- [DESCRIPTION OF THE TASK]
Your reply should contain every record, restated word for word.

- [WORKING DATA]

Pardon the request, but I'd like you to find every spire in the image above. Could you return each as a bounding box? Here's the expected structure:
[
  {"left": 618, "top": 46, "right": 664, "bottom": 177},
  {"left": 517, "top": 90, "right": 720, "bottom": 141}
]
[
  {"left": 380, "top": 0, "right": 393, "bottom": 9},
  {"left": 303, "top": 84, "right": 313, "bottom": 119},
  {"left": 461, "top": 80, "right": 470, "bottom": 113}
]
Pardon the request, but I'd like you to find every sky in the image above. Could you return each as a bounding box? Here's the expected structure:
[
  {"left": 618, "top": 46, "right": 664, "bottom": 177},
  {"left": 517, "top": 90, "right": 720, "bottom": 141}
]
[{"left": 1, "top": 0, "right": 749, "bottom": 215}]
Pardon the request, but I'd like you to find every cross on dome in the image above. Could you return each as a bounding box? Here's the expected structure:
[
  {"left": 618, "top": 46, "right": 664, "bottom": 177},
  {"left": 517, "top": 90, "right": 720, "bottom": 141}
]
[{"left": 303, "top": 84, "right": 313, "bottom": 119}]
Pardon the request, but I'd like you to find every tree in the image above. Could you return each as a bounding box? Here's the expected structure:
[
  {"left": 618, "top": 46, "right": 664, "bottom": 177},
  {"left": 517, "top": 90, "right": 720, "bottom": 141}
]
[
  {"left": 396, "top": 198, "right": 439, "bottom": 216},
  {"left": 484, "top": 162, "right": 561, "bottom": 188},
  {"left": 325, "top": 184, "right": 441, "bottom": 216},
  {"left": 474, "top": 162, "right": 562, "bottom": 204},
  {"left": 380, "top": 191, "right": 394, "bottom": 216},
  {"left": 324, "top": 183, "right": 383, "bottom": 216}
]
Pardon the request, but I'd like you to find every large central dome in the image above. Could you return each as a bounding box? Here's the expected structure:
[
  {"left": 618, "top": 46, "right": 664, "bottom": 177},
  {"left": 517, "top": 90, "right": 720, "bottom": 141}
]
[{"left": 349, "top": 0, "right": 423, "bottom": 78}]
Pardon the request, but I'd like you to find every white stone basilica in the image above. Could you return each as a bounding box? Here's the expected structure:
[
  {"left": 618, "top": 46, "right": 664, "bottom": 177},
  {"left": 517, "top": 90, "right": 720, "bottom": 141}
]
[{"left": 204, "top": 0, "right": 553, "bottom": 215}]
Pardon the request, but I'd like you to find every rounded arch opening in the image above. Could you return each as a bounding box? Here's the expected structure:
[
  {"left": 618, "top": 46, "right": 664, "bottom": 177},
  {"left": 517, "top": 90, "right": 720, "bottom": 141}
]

- [REPLY TO THE EXERCISE]
Pardon the request, but I'd like you to find every spire in the image above. Could you return each as a bounding box? Here's the expected structure:
[
  {"left": 618, "top": 46, "right": 664, "bottom": 177},
  {"left": 517, "top": 90, "right": 720, "bottom": 141}
]
[
  {"left": 380, "top": 0, "right": 393, "bottom": 9},
  {"left": 303, "top": 84, "right": 313, "bottom": 119},
  {"left": 461, "top": 80, "right": 470, "bottom": 113}
]
Pardon the request, but I'd like you to find every sky in the image above. Could you return each as a bounding box? Here's the expected structure:
[
  {"left": 618, "top": 46, "right": 664, "bottom": 177},
  {"left": 517, "top": 90, "right": 720, "bottom": 141}
]
[{"left": 1, "top": 0, "right": 749, "bottom": 215}]
Pardon the request, but I'd like you to find every cross on dome in the image above. Could you return each as a bounding box? Here's the expected structure:
[
  {"left": 618, "top": 46, "right": 664, "bottom": 177},
  {"left": 517, "top": 90, "right": 720, "bottom": 141}
]
[{"left": 303, "top": 84, "right": 313, "bottom": 119}]
Pardon the request, but I'd like you to find every tree in the image above. Could you return each as a bounding box? Here's the expected structure:
[
  {"left": 618, "top": 46, "right": 664, "bottom": 177},
  {"left": 517, "top": 90, "right": 720, "bottom": 141}
]
[
  {"left": 396, "top": 198, "right": 439, "bottom": 216},
  {"left": 484, "top": 162, "right": 561, "bottom": 188},
  {"left": 325, "top": 184, "right": 441, "bottom": 216},
  {"left": 474, "top": 162, "right": 562, "bottom": 204},
  {"left": 380, "top": 191, "right": 394, "bottom": 216},
  {"left": 324, "top": 183, "right": 383, "bottom": 216}
]
Pardon the request, but I'd like you to find every large central dome in the image above. Could you return each as a bounding box? Here's the expected structure:
[
  {"left": 618, "top": 46, "right": 664, "bottom": 177},
  {"left": 517, "top": 90, "right": 720, "bottom": 141}
]
[{"left": 349, "top": 0, "right": 423, "bottom": 78}]
Pardon the request, but I'd like you to find every white stone basilica in the image above. Could you return each as a bounding box? Here's the expected structure:
[
  {"left": 618, "top": 46, "right": 664, "bottom": 177},
  {"left": 517, "top": 90, "right": 720, "bottom": 141}
]
[{"left": 204, "top": 0, "right": 553, "bottom": 215}]
Pardon the request, but I'd like you to find every rounded arch opening in the image above. Could you return each as a bounding box? Here's the expected structure:
[
  {"left": 618, "top": 46, "right": 664, "bottom": 177},
  {"left": 517, "top": 90, "right": 720, "bottom": 141}
]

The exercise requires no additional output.